*Exercise requirements*
Could you find every line in the records below that contains the word "sewing" and copy it?

*The records*

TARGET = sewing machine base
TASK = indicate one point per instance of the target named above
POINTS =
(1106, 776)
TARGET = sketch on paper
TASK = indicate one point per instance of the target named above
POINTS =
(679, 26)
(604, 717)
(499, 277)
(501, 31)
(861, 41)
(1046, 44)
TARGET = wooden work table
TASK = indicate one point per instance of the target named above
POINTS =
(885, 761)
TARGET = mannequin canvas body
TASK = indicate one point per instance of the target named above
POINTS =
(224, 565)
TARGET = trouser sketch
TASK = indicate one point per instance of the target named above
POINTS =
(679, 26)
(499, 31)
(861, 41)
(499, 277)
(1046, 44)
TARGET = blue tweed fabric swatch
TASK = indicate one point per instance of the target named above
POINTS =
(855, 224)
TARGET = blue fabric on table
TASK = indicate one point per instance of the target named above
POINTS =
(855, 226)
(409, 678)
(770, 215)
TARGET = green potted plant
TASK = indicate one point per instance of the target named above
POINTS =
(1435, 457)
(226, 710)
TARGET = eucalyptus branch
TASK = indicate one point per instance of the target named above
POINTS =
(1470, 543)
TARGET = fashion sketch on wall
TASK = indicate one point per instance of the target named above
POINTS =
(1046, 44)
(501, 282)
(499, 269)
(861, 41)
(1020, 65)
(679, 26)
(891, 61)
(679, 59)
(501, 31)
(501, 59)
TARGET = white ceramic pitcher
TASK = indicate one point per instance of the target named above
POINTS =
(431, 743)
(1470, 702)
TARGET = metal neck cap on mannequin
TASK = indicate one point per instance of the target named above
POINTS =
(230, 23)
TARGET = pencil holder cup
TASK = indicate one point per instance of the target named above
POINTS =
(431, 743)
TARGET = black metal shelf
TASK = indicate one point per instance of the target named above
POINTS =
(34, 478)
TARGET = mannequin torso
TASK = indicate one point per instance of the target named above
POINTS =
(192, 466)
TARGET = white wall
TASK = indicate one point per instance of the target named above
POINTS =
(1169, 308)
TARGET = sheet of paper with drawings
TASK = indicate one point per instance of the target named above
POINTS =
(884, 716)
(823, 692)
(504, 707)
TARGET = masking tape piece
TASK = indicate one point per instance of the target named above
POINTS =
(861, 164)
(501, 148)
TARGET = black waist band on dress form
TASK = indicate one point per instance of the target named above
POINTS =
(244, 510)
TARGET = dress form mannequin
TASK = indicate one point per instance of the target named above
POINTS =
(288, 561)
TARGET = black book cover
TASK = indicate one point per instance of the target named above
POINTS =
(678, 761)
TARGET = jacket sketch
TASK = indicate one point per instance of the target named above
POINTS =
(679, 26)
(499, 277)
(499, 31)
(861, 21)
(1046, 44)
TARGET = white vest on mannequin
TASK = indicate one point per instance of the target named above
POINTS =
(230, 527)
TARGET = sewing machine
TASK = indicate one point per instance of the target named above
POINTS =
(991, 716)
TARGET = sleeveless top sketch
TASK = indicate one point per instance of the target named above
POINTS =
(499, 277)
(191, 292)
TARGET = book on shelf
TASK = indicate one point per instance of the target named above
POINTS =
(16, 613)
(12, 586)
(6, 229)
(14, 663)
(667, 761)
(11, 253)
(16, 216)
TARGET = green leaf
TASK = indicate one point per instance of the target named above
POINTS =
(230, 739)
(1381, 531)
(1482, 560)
==
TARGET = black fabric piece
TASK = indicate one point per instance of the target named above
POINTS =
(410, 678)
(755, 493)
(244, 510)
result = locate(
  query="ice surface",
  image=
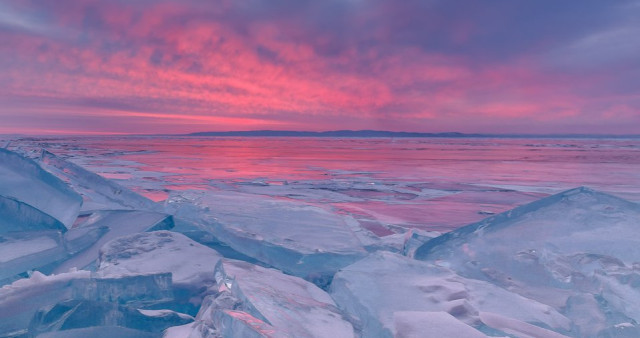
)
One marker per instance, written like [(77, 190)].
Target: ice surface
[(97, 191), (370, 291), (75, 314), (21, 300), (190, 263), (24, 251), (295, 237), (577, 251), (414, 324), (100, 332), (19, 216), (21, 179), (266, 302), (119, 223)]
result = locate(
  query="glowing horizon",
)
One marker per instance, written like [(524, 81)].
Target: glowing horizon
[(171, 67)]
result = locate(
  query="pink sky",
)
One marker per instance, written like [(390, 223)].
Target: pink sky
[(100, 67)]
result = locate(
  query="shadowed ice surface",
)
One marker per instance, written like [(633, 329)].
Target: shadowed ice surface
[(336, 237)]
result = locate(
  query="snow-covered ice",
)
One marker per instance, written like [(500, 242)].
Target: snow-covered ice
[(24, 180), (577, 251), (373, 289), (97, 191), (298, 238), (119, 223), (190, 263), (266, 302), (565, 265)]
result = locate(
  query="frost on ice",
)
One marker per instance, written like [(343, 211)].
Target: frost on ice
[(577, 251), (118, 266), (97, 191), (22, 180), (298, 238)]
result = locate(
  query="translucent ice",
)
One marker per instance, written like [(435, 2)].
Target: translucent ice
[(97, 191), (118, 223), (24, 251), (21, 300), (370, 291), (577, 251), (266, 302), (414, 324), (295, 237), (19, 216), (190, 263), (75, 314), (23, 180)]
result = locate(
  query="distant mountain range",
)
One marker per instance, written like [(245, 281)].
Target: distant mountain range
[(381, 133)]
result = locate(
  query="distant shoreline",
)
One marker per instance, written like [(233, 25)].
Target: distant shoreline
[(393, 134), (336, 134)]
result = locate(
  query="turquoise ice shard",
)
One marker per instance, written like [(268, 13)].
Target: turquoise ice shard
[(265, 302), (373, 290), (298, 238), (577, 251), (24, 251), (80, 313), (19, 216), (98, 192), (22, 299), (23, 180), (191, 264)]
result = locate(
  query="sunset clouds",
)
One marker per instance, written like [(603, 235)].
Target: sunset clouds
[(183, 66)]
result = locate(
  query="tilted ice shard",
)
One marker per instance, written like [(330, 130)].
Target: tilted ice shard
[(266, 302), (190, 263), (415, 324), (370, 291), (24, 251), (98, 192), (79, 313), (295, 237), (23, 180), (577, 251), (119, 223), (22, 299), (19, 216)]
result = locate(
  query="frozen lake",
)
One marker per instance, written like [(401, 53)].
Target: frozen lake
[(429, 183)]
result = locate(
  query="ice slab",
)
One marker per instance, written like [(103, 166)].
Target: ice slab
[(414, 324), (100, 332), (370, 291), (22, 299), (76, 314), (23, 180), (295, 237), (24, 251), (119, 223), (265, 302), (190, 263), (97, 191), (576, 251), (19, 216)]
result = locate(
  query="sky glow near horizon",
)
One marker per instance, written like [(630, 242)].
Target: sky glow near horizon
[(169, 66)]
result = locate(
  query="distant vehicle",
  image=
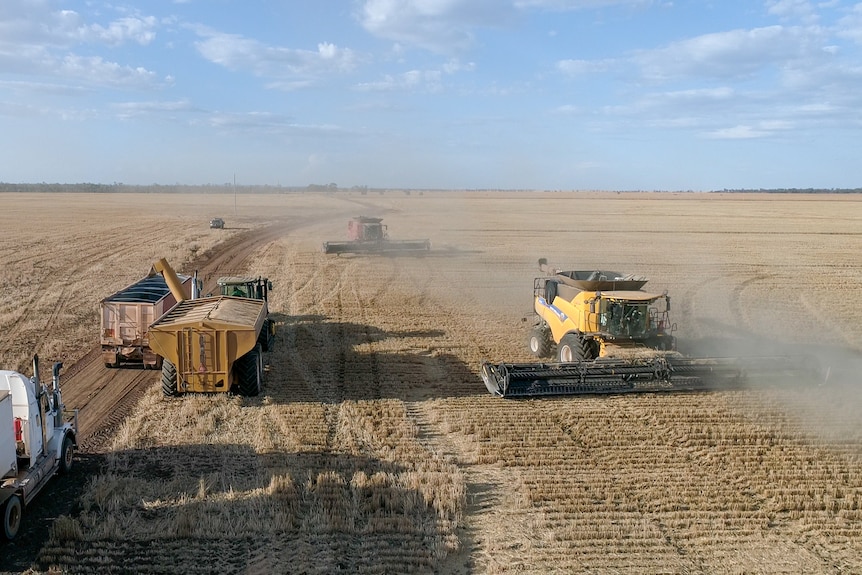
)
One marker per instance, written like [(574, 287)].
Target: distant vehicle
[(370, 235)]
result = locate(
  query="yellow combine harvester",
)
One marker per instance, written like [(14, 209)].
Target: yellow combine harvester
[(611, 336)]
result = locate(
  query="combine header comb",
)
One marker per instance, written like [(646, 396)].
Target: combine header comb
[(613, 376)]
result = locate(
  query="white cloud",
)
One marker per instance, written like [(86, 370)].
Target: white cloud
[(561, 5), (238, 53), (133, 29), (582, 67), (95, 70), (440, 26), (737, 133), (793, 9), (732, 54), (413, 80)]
==
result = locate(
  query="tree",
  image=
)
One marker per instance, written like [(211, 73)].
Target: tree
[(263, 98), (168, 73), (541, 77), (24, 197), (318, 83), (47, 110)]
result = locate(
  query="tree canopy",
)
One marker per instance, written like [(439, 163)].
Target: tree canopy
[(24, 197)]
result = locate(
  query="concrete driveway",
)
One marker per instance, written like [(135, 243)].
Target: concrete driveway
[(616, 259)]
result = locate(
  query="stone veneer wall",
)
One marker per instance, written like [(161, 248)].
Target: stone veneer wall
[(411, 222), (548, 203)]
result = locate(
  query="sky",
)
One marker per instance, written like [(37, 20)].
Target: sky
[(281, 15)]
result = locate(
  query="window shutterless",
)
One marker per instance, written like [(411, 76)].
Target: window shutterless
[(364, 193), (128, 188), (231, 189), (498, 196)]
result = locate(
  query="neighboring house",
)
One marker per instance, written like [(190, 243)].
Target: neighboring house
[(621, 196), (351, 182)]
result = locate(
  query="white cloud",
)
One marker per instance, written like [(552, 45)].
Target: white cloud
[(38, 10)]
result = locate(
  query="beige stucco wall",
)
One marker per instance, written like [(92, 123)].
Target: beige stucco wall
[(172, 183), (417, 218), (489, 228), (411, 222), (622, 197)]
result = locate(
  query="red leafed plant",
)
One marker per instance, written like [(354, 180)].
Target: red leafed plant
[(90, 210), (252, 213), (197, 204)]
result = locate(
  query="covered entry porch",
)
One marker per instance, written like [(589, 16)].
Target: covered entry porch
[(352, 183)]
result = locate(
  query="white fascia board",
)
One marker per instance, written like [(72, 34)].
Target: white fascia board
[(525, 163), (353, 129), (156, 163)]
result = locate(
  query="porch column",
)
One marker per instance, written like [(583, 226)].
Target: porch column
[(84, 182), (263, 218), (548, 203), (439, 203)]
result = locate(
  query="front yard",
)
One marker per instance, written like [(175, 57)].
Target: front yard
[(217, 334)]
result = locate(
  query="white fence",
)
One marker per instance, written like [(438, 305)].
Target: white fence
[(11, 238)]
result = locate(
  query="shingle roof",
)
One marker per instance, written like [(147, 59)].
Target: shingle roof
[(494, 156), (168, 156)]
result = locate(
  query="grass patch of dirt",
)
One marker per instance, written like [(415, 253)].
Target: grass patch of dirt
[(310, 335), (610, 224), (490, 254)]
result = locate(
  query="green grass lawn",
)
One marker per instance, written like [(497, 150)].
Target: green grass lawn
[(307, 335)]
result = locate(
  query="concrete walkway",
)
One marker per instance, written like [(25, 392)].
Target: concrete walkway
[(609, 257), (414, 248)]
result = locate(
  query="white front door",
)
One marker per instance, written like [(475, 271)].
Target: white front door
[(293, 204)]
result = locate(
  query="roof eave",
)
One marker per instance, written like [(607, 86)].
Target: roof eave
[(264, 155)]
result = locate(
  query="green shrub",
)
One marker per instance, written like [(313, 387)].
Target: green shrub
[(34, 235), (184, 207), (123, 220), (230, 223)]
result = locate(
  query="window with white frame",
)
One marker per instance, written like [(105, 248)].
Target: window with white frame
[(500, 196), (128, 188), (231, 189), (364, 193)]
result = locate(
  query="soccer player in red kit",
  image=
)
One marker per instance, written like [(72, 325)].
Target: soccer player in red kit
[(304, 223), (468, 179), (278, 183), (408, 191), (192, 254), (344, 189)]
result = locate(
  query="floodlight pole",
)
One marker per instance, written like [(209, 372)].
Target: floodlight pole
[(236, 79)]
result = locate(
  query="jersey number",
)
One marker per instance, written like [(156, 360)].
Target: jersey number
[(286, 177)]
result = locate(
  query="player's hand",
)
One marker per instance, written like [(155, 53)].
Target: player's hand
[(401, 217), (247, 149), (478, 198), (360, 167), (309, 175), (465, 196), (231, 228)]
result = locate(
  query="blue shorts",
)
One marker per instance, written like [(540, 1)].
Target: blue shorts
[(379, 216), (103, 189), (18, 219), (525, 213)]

*Written response*
TARGET = sewing machine base
TARGET = sewing machine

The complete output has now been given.